▶ **Records shown**
::::::::

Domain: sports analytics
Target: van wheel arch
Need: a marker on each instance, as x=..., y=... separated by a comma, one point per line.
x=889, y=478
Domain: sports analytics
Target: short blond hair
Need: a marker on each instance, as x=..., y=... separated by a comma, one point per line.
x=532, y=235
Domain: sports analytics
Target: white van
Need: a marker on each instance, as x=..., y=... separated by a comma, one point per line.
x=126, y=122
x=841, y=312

::::::::

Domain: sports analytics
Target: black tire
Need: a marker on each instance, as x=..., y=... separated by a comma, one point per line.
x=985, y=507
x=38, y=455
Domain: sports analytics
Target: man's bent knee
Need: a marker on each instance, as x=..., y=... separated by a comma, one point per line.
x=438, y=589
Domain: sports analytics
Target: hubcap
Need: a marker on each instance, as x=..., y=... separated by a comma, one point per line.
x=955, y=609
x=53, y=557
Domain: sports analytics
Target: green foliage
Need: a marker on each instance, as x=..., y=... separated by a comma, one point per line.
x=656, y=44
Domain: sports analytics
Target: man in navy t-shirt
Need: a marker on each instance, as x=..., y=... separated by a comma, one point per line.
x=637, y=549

::::::::

When a line among the entries above contains "Target", copy it.

Target: van wheel arch
Target: short blond hair
Target: white van
Target: black tire
Target: man's bent knee
Target: hubcap
Target: green foliage
Target: man in navy t-shirt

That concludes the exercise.